On 26 February 2020, Finance Minister Tito Mboweni delivered the annual budget speech, providing an update on South Africa’s finances. Despite the budget speech highlighting the fragile state of the country’s fiscal position, the finance minister announced some much-needed relief for South African citizens. There were no major tax increases on individuals, while ambitious plans were announced to reduce expenditure over the next three years.
A high-level summary of the key points from the budget speech has been included below:
KEY TAKE OUTS
Revenue and deficits
- Low growth has led to an R63 billion downward revision to estimates of tax revenue in 2019/2020 relative to the 2019 budget.
- The consolidated budget deficit is now estimated to be 6.3% for the 2019/20 fiscal year and move lower to 5.7% for the 2022/23 fiscal year, with debt to GDP expected to rise to 72% over this period.
══════════════════════════════
> **Written request 1**
In the rows below, copy out again, unchanged, every line from the one with "Task: Where can the blonde" to the one with "[[538, 644], [217, 489], [1008, 702]]", including both of those lines.

> **Dataset excerpts**
══════════════════════════════
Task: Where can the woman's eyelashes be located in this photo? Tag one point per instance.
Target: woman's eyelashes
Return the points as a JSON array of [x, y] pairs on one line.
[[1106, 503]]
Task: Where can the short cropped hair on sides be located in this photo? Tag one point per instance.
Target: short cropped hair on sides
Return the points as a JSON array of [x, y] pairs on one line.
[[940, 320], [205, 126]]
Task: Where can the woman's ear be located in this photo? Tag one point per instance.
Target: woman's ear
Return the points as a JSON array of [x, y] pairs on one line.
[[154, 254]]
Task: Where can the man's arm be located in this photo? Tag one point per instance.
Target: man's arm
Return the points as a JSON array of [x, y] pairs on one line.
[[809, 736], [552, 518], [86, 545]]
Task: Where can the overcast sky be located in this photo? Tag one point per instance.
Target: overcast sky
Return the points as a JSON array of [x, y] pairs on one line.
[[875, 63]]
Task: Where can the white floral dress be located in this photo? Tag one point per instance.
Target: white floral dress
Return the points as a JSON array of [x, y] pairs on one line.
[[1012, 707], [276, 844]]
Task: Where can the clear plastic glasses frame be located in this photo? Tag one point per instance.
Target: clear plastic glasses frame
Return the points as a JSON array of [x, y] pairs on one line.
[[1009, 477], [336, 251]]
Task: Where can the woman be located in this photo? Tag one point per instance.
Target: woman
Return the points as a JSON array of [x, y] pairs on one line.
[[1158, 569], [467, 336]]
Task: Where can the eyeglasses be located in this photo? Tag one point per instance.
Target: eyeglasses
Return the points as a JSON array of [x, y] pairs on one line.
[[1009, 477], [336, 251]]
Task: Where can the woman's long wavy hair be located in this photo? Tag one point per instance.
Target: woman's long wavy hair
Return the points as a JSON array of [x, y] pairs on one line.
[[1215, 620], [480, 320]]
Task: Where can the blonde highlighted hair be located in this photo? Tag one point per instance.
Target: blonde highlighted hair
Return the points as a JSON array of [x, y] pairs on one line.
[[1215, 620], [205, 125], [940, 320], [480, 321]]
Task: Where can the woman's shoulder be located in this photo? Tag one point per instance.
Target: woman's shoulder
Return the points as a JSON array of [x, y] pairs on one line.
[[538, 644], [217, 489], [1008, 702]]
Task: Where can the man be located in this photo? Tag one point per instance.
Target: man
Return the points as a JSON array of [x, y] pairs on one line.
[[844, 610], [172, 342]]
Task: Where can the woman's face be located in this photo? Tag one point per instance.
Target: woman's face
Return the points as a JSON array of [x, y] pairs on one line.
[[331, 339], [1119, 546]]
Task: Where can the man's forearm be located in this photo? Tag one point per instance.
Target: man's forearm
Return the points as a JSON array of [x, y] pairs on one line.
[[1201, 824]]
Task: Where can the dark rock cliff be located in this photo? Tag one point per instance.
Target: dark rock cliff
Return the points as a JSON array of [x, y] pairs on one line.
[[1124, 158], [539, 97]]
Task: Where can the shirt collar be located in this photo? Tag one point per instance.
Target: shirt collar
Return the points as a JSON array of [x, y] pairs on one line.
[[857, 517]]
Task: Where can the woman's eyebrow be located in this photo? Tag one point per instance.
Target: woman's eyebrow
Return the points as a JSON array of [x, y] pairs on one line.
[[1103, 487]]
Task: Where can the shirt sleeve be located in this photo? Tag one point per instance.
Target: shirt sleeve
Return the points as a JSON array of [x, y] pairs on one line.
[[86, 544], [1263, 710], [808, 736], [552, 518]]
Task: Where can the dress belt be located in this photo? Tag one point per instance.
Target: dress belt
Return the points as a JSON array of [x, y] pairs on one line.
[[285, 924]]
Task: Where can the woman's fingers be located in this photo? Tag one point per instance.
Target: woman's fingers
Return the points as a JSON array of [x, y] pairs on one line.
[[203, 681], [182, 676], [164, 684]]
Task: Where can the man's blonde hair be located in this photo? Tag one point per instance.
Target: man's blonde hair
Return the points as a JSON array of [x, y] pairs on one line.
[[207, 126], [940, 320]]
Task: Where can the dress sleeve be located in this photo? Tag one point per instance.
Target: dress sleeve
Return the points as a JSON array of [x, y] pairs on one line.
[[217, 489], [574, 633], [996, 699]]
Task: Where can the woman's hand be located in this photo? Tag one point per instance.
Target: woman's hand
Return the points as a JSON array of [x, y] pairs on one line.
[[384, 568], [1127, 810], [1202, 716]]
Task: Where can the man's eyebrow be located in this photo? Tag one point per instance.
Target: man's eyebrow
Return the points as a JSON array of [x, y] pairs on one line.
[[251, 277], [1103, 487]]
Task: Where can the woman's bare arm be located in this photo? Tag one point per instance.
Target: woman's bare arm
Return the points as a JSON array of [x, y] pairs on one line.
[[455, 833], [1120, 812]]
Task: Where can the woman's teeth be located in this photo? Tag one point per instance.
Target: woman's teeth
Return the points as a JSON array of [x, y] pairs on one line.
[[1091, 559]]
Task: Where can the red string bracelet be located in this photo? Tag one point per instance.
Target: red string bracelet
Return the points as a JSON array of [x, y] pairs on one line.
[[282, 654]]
══════════════════════════════
> **Written request 2**
According to the budget speech summary, what is the estimated consolidated budget deficit for the 2019/20 fiscal year?

> **Written solution 1**
Task: Where can the blonde highlighted hair be located in this photo? Tag one point per instance.
Target: blonde highlighted hair
Return the points as a JSON array of [x, y] pairs on one line.
[[1215, 620], [205, 125], [940, 320], [480, 321]]
Task: Where can the woman's shoulder be located in this photo? Tag one point per instance.
Target: woman's shoulder
Return the points as a JSON array of [x, y] pairs on one line.
[[538, 644], [217, 489], [1008, 702]]

> **Written solution 2**
6.3%